(Dataset rows)
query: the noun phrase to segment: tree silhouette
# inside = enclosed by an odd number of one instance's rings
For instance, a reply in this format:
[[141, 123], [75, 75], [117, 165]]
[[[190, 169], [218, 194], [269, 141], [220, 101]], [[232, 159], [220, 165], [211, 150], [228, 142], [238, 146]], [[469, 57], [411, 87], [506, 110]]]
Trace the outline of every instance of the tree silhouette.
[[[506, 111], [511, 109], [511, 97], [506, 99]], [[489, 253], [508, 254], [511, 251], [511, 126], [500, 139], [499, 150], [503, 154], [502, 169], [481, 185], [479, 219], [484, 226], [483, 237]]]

> [Goal]: Render the data above as a JSON list of strings, one string per line, and leave out any blank lines.

> [Task solution]:
[
  "query: the noun phrase to segment: tree silhouette",
  "# inside = enclosed by an odd number of one instance's rings",
  "For instance, a reply in this format:",
  "[[141, 123], [75, 75], [117, 165]]",
  "[[[190, 169], [218, 194], [269, 141], [220, 101]], [[232, 159], [220, 165], [211, 150], [228, 142], [238, 146]], [[469, 57], [411, 87], [506, 110]]]",
  "Trace the outline of every instance of the tree silhouette.",
  "[[[506, 111], [511, 109], [511, 97], [506, 99]], [[489, 253], [508, 254], [511, 251], [511, 126], [500, 139], [499, 150], [503, 154], [502, 169], [481, 185], [479, 219], [484, 226], [483, 237]]]"
]